> _Task statement_: In the passage on error and bias in price index sampling, under what two conditions does sampling error increase?

> _Page text_:
=======

Figure 12.1.Outline of Sources of Error and Bias

12.5Section D examines the sources of errors and bias in the sampling of transactions. The sampling of item prices for XMPIs can be undertaken in three stages: the sampling and selection of products to be priced, the sampling of establishments producing the selected products, and the subsequent sampling of items produced (or purchased) by those establishments. Bias may arise if the products, establishments, or items selected exhibit, on average, unusual price changes. Such bias may be due to omissions in the sampling frame or a biased selection from the frame.

12.6 However, sampling error, as discussed above and in Chapter 6, can arise even if the selection is random—from an unbiased sampling frame. Sampling error will increase as the sample size decreases and as the variance of prices increases. Sampling error arises simply because estimated XMPIs are based on samples, as opposed to a complete enumeration of the populations involved. Probabilistic estimates of sampling error can be undertaken. The errors and biases discussed in Section D are for the sample on initiation.

12.7Section E is concerned with what happens to sampling errors and bias in subsequent matched price comparisons. Once the samples of products, establishments, and their items have been selected, they will become increasingly out of date, unrepresentative, and quite possibly biased, as time progresses. The extent and nature of any such bias will vary from industry to industry. The effect of these dynamic changes in the universe of products, establishments, and the items produced on the static, fixed sample is the subject of Section E. Sample rotation will act to refresh the sample of items, while rebasing may serve to initiate a new sample of items, products, and establishments. Following rebasing, establishments will close, and items will no longer be produced, on a temporary or permanent basis. Sample augmentation and replacement attempt to forestall some of the degradation of the sample of products and establishments, although replacement occurs only when an establishment is missing. Sample augmentation tries to bring into the sample new major products and establishments. It is a more complicated process because the weighting structure of the industry or index has to be changed (Chapter 9). When item prices are missing, the sampling of items may become unrepresentative. Imputations can be used, but they do nothing to replace the sample. In fact, they lower the effective sample size, thereby increasing sampling error. Alternatively, comparable replacement items or replacements with appropriate quality adjustments may be introduced. As for new goods providing a substantively different service, the aforementioned difficulties of including new establishments extend to new goods, which are often neglected until rebasing. Even then, their inclusion is quite problematic (Chapter 9).

=======

> _Data shown_:
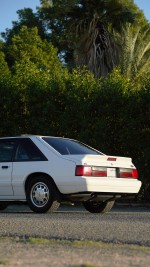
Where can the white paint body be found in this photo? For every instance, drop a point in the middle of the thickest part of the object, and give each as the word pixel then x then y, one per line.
pixel 62 170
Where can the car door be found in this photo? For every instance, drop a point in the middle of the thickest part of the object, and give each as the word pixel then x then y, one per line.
pixel 6 154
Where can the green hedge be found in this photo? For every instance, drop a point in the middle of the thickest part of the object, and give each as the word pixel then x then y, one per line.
pixel 110 114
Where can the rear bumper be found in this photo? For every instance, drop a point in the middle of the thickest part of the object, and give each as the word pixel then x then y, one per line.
pixel 101 185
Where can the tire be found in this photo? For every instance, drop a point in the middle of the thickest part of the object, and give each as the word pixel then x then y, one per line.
pixel 41 195
pixel 3 206
pixel 98 207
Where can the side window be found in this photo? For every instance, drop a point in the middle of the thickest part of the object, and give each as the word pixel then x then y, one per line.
pixel 27 151
pixel 6 150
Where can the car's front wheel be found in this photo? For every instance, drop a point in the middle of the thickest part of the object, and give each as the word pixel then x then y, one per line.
pixel 98 207
pixel 41 195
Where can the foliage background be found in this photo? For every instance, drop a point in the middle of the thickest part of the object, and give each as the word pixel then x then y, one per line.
pixel 40 95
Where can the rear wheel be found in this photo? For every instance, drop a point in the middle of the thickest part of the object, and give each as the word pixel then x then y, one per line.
pixel 41 195
pixel 98 207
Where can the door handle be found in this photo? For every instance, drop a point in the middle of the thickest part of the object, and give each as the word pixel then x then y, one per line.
pixel 4 167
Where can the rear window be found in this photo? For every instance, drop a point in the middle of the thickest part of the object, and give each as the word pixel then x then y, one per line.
pixel 70 147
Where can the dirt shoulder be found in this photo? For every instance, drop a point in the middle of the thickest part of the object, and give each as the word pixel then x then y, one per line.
pixel 41 252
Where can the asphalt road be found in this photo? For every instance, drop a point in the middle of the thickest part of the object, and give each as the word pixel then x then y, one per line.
pixel 121 225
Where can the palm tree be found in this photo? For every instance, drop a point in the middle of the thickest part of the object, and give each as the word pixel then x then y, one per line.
pixel 135 56
pixel 87 28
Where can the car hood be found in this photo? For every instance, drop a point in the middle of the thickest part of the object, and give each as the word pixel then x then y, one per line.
pixel 100 160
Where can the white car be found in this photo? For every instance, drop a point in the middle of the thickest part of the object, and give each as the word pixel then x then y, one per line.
pixel 45 171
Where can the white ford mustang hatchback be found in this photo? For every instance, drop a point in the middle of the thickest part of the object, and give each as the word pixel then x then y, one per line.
pixel 44 171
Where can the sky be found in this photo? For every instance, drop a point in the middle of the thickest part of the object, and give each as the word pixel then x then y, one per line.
pixel 8 10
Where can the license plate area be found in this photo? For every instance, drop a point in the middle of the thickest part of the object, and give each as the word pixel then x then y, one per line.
pixel 111 172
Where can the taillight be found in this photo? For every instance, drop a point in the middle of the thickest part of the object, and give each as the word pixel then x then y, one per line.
pixel 90 171
pixel 128 173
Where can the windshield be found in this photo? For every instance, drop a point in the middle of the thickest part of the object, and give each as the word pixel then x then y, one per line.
pixel 70 147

=======

> _Exercise response_: Sampling error increases as the sample size decreases and as the variance of prices increases.